» Your instructions
Repeat the batch processing guide below in full, word for word.

» Excerpted passage
###
Batch Processing Guide

Copy Markdown

This guide covers the batch API for encoding and decoding multiple items in a single NIF call.

When to Use Batch Operations

Batch operations are useful when you need to process many separate strings or binaries:

  • Decoding/encoding rows from a database
  • Processing lists of filenames or paths
  • Converting multiple user inputs
  • Data migration tasks

For streaming a single large file, use EncodingRs.Decoder instead (see the Streaming Guide).

The Problem

Each NIF call has overhead: scheduler context switching, argument marshalling, and result conversion. When processing many small items, this overhead can dominate:

# Inefficient: 1000 NIF calls
items
|> Enum.map(fn {data, encoding} ->
  EncodingRs.decode(data, encoding)
end)

The Solution

Batch operations process all items in a single NIF call, amortizing the dispatch overhead:

# Efficient: 1 NIF call
EncodingRs.decode_batch(items)

Usage

Decoding Multiple Binaries

items = [
  {<<72, 101, 108, 108, 111>>, "windows-1252"},
  {<<0x82, 0xA0>>, "shift_jis"},
  {<<0xC4, 0xE3, 0xBA, 0xC3>>, "gbk"}
]

results = EncodingRs.decode_batch(items)
# => [{:ok, "Hello"}, {:ok, "あ"}, {:ok, "你好"}]

Encoding Multiple Strings

items = [
  {"Hello", "windows-1252"},
  {"あ", "shift_jis"},
  {"你好", "gbk"}
]

results = EncodingRs.encode_batch(items)
# => [{:ok, <<72, 101, 108, 108, 111>>}, {:ok, <<130, 160>>}, {:ok, <<196, 227, 186, 195>>}]

Handling Errors

Results are returned in the same order as input. Check each result individually:

items = [
  {"Hello", "windows-1252"},
  {"Test", "invalid-encoding"},
  {"World", "utf-8"}
]

results = EncodingRs.encode_batch(items)
###
» Listed records

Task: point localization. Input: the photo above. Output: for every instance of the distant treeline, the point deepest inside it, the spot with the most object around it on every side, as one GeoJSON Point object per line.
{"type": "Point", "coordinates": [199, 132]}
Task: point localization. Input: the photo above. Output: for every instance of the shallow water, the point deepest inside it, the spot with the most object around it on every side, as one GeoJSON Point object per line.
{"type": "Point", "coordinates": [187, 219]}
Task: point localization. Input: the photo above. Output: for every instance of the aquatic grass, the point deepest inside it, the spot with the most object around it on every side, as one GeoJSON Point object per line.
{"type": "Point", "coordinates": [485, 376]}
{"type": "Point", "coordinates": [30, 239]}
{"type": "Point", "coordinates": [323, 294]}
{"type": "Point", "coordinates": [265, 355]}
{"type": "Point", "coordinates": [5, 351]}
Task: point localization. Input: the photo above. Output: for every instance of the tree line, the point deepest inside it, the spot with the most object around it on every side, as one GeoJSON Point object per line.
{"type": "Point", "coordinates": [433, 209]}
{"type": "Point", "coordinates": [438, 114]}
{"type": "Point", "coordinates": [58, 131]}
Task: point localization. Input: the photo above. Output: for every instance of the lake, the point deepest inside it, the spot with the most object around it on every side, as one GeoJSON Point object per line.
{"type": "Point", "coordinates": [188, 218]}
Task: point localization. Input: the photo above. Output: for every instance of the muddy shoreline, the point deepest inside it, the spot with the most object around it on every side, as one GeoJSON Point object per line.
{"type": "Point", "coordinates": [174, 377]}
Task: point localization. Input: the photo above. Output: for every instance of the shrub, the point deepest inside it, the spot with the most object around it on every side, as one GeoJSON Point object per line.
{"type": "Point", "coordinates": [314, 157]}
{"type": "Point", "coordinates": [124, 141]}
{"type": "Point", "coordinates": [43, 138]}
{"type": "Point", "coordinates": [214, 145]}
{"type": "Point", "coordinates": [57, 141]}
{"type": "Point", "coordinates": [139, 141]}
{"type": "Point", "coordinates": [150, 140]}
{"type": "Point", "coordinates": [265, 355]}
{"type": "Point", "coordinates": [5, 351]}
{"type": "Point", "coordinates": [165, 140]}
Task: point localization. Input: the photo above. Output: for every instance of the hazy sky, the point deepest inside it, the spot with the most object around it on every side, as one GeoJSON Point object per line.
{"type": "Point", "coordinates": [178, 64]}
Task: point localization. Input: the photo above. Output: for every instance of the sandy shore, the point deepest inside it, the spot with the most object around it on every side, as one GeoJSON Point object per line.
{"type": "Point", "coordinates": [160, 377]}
###
» Expected output
Batch Processing Guide

Copy Markdown

This guide covers the batch API for encoding and decoding multiple items in a single NIF call.

When to Use Batch Operations

Batch operations are useful when you need to process many separate strings or binaries:

  • Decoding/encoding rows from a database
  • Processing lists of filenames or paths
  • Converting multiple user inputs
  • Data migration tasks

For streaming a single large file, use EncodingRs.Decoder instead (see the Streaming Guide).

The Problem

Each NIF call has overhead: scheduler context switching, argument marshalling, and result conversion. When processing many small items, this overhead can dominate:

# Inefficient: 1000 NIF calls
items
|> Enum.map(fn {data, encoding} ->
  EncodingRs.decode(data, encoding)
end)

The Solution

Batch operations process all items in a single NIF call, amortizing the dispatch overhead:

# Efficient: 1 NIF call
EncodingRs.decode_batch(items)

Usage

Decoding Multiple Binaries

items = [
  {<<72, 101, 108, 108, 111>>, "windows-1252"},
  {<<0x82, 0xA0>>, "shift_jis"},
  {<<0xC4, 0xE3, 0xBA, 0xC3>>, "gbk"}
]

results = EncodingRs.decode_batch(items)
# => [{:ok, "Hello"}, {:ok, "あ"}, {:ok, "你好"}]

Encoding Multiple Strings

items = [
  {"Hello", "windows-1252"},
  {"あ", "shift_jis"},
  {"你好", "gbk"}
]

results = EncodingRs.encode_batch(items)
# => [{:ok, <<72, 101, 108, 108, 111>>}, {:ok, <<130, 160>>}, {:ok, <<196, 227, 186, 195>>}]

Handling Errors

Results are returned in the same order as input. Check each result individually:

items = [
  {"Hello", "windows-1252"},
  {"Test", "invalid-encoding"},
  {"World", "utf-8"}
]

results = EncodingRs.encode_batch(items)